Retype precisely the section of the data that starts at the line containing "Objective — one point on each instance of the interior" and runs to its final line, ends included.

— start INPUT RECORDS —

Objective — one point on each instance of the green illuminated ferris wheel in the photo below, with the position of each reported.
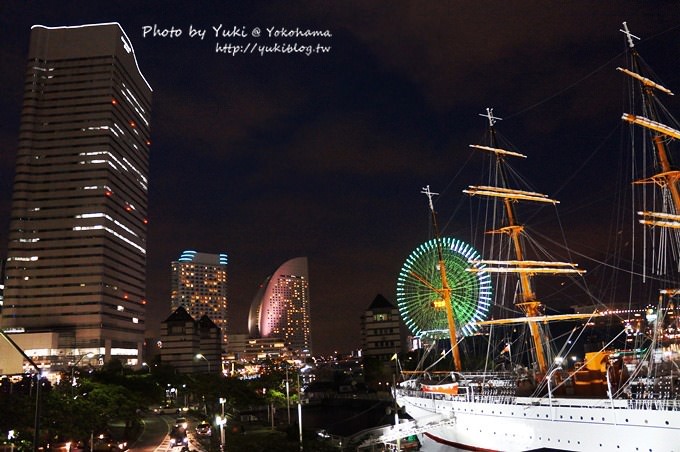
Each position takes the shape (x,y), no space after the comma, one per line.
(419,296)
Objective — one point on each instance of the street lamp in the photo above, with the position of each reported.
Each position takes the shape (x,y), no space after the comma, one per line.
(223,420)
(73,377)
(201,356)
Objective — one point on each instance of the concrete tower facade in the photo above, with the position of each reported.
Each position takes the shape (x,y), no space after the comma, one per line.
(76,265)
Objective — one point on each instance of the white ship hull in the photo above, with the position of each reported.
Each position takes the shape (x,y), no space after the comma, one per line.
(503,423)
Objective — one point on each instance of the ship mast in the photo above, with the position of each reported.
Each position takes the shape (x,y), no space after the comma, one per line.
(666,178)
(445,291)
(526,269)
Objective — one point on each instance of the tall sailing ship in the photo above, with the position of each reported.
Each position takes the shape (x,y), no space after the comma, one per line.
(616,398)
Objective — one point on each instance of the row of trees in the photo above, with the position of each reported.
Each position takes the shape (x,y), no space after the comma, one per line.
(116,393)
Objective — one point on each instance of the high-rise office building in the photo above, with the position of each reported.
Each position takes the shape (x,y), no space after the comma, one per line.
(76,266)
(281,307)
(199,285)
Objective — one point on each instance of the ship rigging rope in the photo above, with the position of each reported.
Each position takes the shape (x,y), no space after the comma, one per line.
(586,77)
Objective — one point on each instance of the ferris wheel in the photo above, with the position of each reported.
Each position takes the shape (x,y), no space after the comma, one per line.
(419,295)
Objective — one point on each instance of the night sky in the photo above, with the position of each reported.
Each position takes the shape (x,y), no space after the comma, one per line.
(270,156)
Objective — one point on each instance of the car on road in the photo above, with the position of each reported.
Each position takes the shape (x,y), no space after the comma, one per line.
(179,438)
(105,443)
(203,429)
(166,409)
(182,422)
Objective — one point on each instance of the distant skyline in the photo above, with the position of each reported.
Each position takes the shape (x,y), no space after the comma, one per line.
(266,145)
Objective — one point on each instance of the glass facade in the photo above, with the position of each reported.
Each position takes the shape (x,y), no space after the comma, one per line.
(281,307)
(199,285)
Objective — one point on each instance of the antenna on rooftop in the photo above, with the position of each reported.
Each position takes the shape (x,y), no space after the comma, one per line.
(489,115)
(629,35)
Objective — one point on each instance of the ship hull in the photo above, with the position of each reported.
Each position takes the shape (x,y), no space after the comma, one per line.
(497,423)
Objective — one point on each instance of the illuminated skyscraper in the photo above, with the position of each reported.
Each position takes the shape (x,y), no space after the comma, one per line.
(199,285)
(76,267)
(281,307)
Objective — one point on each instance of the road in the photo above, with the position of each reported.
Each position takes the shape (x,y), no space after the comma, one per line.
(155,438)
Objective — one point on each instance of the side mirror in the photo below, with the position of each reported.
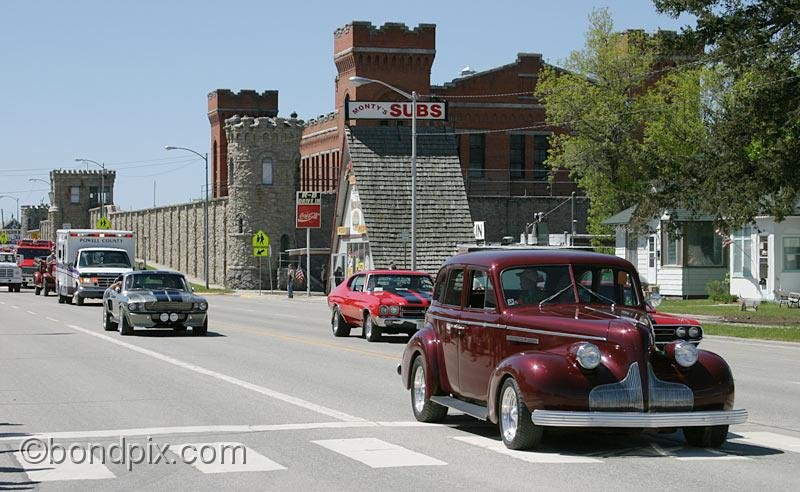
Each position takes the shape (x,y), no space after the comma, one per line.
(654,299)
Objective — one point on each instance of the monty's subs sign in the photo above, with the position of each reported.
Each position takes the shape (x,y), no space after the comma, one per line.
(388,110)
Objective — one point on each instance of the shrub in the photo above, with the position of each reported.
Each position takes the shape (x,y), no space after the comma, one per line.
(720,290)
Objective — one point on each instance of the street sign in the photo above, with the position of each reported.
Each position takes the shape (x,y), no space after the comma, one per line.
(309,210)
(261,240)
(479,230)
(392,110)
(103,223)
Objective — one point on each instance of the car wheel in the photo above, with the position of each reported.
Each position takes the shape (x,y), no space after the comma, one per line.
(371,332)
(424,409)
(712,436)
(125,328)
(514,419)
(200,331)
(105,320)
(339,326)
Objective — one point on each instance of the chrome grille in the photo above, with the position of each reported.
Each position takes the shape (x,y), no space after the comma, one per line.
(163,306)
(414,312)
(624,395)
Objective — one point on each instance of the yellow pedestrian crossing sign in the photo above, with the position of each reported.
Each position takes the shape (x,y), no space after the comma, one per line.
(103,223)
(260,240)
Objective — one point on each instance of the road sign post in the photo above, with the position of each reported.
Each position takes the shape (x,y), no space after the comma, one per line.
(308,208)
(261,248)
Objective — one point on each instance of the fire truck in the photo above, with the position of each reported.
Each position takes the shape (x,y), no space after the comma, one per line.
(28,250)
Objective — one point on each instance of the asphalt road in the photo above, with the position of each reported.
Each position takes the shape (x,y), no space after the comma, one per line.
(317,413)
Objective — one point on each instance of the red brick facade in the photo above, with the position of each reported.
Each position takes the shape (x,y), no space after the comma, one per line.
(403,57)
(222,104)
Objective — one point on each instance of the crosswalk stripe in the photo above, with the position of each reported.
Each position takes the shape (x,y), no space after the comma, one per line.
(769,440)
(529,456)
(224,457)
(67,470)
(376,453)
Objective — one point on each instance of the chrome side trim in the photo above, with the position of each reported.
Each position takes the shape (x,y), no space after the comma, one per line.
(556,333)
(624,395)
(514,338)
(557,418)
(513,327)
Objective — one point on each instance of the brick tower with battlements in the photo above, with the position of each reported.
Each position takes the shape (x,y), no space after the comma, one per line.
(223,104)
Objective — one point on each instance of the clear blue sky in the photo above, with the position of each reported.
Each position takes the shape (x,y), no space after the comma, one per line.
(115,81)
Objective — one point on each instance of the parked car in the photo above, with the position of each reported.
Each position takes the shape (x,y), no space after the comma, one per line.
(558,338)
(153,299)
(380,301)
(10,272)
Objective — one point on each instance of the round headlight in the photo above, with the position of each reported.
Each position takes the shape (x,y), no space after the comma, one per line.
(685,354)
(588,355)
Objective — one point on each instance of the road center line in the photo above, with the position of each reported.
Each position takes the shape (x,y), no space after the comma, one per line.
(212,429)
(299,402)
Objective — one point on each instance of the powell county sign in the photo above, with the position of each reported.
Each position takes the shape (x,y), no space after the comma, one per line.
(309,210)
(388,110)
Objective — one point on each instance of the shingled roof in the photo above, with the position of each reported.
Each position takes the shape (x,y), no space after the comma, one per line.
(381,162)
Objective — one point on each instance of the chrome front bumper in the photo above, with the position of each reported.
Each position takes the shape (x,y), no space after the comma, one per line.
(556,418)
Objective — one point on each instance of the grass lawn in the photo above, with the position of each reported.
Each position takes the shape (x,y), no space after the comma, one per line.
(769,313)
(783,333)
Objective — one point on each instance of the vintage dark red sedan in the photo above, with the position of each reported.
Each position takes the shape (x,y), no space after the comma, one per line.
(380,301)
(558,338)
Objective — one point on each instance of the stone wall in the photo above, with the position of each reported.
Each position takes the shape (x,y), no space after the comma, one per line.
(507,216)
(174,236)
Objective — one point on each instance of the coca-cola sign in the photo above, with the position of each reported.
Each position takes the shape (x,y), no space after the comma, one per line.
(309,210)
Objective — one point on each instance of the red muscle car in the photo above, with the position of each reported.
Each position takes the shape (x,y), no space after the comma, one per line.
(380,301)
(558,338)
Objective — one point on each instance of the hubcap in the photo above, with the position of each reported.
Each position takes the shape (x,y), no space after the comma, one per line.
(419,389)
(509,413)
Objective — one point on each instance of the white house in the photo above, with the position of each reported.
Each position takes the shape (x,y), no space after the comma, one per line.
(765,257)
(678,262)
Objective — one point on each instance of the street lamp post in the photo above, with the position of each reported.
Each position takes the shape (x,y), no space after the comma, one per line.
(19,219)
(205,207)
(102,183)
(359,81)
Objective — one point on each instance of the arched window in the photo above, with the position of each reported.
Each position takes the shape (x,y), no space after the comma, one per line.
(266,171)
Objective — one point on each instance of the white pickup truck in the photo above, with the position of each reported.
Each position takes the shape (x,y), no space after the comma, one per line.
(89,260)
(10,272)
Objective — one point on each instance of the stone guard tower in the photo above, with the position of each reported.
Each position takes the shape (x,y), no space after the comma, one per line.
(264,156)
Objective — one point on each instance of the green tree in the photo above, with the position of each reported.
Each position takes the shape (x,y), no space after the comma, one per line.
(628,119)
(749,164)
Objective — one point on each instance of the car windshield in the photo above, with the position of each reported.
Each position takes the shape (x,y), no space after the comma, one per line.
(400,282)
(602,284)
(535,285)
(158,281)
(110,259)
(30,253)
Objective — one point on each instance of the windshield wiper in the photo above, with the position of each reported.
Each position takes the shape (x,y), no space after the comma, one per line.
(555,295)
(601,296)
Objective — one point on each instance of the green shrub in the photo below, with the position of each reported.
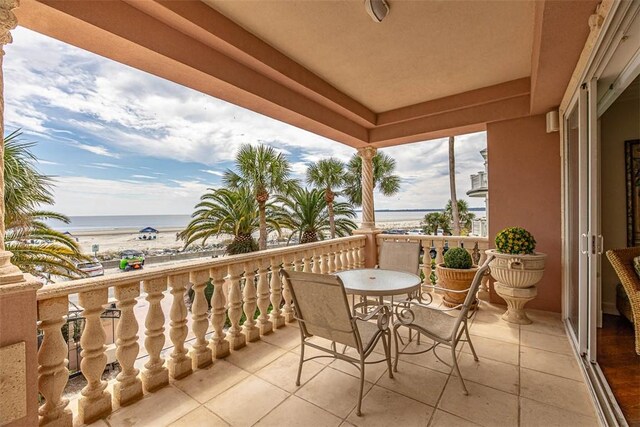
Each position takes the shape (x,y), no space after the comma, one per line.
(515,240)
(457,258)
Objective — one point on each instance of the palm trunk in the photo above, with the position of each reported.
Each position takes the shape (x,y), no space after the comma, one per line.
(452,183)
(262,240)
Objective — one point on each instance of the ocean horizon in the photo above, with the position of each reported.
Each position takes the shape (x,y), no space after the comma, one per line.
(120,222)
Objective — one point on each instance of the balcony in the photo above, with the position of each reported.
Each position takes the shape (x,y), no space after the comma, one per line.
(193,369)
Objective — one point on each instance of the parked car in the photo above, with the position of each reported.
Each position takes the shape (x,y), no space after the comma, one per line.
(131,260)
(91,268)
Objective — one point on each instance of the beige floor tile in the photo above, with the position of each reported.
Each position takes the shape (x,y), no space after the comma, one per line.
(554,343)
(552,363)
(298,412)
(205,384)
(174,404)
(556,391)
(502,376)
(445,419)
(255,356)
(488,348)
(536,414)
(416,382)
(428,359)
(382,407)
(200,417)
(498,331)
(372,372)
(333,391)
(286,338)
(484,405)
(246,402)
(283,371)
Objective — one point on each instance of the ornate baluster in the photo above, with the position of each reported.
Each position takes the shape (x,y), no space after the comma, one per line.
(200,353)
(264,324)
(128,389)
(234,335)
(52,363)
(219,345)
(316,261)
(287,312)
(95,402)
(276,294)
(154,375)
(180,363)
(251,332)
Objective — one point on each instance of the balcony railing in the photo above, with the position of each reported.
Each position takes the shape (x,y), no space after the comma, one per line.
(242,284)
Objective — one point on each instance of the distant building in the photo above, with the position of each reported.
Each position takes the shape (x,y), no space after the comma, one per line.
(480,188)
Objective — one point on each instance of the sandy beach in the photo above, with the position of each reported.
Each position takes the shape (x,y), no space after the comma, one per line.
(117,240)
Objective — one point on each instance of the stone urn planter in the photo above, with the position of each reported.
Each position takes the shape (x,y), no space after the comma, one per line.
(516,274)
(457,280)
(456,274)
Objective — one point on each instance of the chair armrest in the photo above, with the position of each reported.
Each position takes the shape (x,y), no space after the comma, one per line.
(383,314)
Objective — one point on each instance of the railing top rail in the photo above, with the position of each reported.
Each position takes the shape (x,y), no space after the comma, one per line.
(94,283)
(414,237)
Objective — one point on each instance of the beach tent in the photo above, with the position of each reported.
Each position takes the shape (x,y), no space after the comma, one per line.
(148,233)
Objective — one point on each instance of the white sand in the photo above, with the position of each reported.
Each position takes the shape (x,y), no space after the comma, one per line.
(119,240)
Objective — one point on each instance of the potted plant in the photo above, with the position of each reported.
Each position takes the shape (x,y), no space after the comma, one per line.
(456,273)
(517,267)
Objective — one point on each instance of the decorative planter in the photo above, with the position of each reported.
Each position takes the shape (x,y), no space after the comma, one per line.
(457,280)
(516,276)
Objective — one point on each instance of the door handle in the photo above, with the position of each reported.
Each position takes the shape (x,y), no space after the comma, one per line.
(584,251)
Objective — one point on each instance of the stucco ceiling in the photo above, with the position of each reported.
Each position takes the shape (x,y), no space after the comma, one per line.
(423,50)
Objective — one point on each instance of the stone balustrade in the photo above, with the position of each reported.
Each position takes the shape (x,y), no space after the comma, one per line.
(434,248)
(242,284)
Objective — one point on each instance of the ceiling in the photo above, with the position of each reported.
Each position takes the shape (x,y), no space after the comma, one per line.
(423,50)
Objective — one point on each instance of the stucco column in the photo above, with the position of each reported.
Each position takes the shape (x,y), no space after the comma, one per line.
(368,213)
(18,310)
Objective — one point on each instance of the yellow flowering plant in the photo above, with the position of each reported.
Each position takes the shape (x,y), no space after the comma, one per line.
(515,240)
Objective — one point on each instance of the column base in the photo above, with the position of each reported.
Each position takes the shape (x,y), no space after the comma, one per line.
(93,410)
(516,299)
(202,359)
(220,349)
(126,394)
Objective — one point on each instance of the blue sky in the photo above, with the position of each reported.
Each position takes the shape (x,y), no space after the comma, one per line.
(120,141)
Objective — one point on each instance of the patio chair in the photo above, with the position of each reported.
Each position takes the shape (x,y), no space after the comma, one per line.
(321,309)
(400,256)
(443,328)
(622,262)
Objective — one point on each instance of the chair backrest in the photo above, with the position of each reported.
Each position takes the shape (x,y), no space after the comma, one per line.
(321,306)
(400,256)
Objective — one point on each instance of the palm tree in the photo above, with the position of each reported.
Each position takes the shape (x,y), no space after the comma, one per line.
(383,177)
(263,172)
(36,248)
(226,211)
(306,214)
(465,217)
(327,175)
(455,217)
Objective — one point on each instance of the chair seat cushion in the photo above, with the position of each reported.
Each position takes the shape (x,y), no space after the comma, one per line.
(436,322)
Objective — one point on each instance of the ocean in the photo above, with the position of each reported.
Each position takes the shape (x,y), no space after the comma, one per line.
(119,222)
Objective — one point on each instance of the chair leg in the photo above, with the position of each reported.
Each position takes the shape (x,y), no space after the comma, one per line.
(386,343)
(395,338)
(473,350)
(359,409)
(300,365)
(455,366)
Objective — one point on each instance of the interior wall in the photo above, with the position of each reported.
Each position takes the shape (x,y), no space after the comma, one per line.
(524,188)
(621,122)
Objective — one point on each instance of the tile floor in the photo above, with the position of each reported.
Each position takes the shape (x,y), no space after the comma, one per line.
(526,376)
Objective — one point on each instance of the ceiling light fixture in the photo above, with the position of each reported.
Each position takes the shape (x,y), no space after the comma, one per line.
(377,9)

— end INPUT RECORDS —

**RESPONSE BELOW:**
Objective — one point on each instance of the interior wall in the photo above, with the position of each reported.
Each position takes the shape (x,y), no space after the comma, one per line.
(524,188)
(621,122)
Objective — one point on each instance of the tile floor in the photo above, with the position of each reported.
Each position takes the shape (x,y), no space after the comma, one per line.
(526,376)
Objective — one point on each instance of the ceiling light fixture in the photo above, with the position of each reported.
Each position takes the shape (x,y), no space after the comma, one per line.
(377,9)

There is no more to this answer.